### Texte de la page

··········

Quelles sont les hypothèses critiquées ?

Pour respecter le cadre d’utilisation d’un modèle en physique comme en finance, les utilisateurs doivent être familiers des hypothèses sur lesquelles le modèle repose.

On peut repérer des hypothèses qui ne sont pas respectées par les modèles mathématiques. [IDI]

Selon le mathématicien Benoît Mandelbrot, l’ingénierie financière se trompe potentiellement puisqu’elle utilise en majorité les travaux de Bachelier (1900) qui reposent sur trois hypothèses, que nous avons tenté de confronter à leurs critiques  :

  • la loi des grands nombres : si la taille de l’échantillon / le nombre d’observations est assez grand, on respecte la loi statistique et les fluctuations aléatoires deviennent aléatoires.
La loi des grands nombres : chaque point représente la proportion d'issues « pile » pour une série de n tirages à pile ou face (où n est porté en abscisse). Cette proportion est d'autant plus proche de 50% que le nombre de tirages est grand.Crédits : S Tummarello.

··········

Transcrivez à l'identique le passage du texte sur les hypothèses des modèles financiers qui va de « Pour respecter le » jusqu'à « aléatoires deviennent aléatoires. ». Les entrées n'ont aucun rôle ici.

### Entrées
··········

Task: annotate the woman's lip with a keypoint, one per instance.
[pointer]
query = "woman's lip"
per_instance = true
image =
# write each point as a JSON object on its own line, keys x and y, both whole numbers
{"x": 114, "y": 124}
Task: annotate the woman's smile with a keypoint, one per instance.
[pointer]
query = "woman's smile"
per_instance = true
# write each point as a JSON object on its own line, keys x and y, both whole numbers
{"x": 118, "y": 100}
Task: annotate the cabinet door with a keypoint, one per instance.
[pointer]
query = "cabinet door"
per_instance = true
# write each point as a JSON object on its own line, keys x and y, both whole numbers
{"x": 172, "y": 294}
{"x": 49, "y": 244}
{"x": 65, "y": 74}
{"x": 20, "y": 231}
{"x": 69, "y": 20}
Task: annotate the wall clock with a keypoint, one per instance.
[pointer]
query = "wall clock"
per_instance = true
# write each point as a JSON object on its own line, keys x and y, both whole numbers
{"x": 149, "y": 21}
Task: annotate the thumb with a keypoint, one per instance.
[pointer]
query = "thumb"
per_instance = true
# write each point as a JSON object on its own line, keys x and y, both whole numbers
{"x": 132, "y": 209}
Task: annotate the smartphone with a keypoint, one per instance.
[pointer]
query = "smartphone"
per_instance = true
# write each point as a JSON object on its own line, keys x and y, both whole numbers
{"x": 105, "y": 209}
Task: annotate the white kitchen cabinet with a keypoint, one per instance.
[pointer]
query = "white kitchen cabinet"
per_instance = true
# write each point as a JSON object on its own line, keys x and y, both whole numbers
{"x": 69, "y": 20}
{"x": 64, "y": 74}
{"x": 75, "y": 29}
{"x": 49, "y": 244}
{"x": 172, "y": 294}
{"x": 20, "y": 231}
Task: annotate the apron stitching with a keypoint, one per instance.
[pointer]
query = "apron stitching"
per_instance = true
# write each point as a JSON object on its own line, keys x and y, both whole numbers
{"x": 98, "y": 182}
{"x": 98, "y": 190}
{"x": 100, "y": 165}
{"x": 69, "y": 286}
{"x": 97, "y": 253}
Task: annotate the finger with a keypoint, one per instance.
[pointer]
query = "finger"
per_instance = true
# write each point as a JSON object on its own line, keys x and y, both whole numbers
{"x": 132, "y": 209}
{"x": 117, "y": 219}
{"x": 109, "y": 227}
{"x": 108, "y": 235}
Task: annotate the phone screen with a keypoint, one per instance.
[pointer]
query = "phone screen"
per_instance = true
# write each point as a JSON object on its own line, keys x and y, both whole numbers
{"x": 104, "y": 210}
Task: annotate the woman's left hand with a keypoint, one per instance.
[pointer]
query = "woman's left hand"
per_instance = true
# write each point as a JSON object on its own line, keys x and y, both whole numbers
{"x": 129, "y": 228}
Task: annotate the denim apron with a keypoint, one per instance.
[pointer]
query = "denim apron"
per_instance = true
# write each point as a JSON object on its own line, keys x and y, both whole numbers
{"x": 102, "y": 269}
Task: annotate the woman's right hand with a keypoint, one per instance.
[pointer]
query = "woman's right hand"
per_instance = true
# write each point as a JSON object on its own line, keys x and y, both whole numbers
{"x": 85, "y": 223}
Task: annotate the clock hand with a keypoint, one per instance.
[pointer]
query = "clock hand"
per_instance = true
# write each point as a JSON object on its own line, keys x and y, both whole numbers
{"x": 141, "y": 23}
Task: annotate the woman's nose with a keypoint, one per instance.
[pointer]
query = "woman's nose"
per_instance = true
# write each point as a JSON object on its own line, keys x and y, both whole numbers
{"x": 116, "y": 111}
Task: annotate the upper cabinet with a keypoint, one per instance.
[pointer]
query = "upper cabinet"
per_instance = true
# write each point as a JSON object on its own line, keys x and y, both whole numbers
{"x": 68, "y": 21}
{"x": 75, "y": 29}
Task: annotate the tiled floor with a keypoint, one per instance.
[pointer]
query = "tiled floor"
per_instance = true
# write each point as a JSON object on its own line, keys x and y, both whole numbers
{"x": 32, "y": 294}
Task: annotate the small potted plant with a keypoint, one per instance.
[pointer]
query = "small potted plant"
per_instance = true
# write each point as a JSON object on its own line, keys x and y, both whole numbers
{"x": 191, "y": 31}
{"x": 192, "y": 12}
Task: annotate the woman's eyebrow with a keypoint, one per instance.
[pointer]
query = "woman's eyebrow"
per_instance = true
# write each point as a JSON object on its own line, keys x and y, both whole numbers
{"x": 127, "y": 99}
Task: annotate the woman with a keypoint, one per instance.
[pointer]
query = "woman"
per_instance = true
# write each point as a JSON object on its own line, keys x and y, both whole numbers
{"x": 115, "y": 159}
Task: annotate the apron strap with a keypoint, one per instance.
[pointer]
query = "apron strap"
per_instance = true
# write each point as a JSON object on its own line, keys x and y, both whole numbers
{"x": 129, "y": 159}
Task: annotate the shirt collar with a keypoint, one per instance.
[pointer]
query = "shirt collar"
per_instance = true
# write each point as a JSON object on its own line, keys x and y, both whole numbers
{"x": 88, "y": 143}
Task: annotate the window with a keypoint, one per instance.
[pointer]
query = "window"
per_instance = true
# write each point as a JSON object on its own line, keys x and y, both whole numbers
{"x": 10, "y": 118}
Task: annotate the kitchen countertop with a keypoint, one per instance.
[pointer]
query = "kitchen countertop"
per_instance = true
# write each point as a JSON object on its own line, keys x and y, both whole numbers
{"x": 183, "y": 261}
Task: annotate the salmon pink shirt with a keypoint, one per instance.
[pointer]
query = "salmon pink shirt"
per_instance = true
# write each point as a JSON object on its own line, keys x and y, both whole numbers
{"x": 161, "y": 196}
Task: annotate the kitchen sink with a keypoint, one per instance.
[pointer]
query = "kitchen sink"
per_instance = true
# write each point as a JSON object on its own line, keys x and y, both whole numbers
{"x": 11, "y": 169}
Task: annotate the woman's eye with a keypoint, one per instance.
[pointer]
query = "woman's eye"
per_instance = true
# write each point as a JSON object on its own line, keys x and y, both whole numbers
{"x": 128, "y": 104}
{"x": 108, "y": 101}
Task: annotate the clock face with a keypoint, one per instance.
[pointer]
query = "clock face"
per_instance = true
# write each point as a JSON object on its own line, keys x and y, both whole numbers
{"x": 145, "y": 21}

··········

### Réponse écrite
Pour respecter le cadre d’utilisation d’un modèle en physique comme en finance, les utilisateurs doivent être familiers des hypothèses sur lesquelles le modèle repose.

On peut repérer des hypothèses qui ne sont pas respectées par les modèles mathématiques. [IDI]

Selon le mathématicien Benoît Mandelbrot, l’ingénierie financière se trompe potentiellement puisqu’elle utilise en majorité les travaux de Bachelier (1900) qui reposent sur trois hypothèses, que nous avons tenté de confronter à leurs critiques  :

  • la loi des grands nombres : si la taille de l’échantillon / le nombre d’observations est assez grand, on respecte la loi statistique et les fluctuations aléatoires deviennent aléatoires.